● Given request:
Can you quote the lines below exactly, starting at the line with "For every instance of the marble" and going through the last one?

Dataset items
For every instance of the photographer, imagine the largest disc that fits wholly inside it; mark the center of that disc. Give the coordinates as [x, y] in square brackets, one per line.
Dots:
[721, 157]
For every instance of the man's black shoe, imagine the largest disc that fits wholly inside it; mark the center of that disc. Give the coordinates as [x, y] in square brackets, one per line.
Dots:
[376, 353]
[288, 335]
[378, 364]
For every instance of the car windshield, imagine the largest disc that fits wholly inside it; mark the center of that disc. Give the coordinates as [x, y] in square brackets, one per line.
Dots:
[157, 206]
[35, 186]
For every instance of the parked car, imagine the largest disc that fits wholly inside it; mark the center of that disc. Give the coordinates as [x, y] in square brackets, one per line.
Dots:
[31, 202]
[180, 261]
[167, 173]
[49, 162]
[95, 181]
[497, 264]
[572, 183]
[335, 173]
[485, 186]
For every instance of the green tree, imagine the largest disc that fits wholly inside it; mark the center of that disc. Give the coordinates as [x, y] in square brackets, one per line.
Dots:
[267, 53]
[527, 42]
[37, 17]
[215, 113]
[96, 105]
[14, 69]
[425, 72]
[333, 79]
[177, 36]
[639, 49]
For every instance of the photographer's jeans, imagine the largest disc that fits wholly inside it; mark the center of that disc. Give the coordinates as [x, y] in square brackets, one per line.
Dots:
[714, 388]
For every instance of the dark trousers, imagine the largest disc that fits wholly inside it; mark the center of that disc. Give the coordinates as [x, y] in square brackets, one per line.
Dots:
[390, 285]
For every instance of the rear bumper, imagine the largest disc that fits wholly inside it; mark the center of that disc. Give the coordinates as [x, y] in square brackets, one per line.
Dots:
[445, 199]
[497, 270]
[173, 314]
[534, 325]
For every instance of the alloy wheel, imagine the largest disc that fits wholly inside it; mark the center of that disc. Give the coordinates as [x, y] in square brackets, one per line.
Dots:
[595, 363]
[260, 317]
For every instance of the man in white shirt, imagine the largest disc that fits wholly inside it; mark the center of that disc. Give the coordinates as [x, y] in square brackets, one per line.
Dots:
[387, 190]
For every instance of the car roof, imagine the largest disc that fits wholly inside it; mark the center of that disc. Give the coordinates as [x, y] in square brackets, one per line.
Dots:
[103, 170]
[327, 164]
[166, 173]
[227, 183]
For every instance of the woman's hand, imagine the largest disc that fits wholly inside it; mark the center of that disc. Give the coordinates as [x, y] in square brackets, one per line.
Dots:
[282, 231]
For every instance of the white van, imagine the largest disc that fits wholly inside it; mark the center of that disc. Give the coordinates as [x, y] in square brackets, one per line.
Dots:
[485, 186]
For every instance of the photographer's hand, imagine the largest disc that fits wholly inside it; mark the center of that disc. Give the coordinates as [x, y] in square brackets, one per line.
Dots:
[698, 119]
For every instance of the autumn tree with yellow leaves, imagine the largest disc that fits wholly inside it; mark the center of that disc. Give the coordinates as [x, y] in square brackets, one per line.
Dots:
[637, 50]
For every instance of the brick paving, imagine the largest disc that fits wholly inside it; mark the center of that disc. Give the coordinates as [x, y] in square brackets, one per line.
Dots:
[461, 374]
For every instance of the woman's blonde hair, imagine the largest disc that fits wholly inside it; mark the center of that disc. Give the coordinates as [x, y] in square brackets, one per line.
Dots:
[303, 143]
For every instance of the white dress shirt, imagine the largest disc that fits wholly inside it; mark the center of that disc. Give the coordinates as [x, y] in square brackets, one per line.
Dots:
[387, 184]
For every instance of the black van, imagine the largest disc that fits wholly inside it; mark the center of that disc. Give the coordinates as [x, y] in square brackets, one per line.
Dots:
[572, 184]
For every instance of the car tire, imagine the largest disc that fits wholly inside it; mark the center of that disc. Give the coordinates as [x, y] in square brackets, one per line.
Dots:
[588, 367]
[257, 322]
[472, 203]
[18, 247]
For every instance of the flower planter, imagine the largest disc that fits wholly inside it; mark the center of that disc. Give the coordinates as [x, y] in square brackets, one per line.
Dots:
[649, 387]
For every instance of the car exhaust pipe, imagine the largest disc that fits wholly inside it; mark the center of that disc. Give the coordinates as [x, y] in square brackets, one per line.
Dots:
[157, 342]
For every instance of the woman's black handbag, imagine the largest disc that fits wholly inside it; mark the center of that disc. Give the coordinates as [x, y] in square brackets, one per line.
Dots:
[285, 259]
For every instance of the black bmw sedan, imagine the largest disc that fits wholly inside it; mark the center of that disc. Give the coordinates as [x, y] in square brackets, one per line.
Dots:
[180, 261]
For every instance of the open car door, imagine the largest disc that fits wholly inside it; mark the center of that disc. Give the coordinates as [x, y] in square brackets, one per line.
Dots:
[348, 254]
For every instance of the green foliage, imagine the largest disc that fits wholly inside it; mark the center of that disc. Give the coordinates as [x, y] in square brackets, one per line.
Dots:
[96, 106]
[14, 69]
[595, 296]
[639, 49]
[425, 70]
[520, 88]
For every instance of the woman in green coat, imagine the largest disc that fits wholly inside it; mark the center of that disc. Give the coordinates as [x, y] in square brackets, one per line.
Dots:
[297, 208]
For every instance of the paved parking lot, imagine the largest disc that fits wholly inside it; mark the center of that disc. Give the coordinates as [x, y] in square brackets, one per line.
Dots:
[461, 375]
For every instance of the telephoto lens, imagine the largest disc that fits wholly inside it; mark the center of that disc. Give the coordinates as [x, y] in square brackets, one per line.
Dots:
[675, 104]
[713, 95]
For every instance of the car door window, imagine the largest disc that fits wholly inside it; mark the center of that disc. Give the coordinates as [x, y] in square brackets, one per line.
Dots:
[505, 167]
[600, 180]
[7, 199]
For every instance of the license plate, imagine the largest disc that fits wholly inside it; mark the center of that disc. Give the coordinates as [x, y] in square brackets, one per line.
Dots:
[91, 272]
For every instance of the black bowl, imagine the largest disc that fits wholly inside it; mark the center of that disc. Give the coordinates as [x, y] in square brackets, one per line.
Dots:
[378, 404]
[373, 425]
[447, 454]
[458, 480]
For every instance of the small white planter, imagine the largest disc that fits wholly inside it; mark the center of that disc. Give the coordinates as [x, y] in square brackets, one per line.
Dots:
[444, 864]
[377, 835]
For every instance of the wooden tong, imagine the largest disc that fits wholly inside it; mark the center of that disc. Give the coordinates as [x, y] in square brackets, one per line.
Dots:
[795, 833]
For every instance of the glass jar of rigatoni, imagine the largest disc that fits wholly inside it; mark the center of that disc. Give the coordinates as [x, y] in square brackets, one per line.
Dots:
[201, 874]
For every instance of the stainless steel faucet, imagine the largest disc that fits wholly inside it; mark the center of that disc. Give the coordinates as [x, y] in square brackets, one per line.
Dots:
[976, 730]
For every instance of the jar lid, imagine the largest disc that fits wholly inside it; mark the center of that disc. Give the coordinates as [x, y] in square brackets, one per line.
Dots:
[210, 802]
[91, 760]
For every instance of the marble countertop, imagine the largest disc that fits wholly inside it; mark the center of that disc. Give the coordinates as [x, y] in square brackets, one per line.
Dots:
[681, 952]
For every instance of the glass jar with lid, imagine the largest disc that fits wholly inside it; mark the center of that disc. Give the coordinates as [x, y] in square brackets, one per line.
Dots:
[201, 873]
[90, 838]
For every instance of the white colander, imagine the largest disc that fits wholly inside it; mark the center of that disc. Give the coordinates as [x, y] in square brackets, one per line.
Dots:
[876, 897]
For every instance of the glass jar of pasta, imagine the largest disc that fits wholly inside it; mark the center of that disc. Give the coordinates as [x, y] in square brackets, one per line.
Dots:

● Correct result:
For every instance of the marble countertop, imagine the largest disc that fits wholly inside it; mark the center of that disc. Give the coordinates as [x, y] in square brackets, one per line.
Dots:
[681, 952]
For every instance of the glass jar with lid, imagine the largest disc that fits wholly inside it; mark the center of that disc. Give the coordinates as [x, y] in square brackets, one per line.
Dots:
[201, 873]
[90, 838]
For every instance of the white colander, imagine the largest disc that fits wholly inside it; mark the center of that disc. Give the coordinates as [x, y] in square brackets, one per line.
Dots:
[876, 897]
For every instance of the glass jar of pasta, imagine the largest disc that fits wholly inside it; mark the center of that disc. Give the coordinates as [x, y] in square brackets, one per line.
Dots:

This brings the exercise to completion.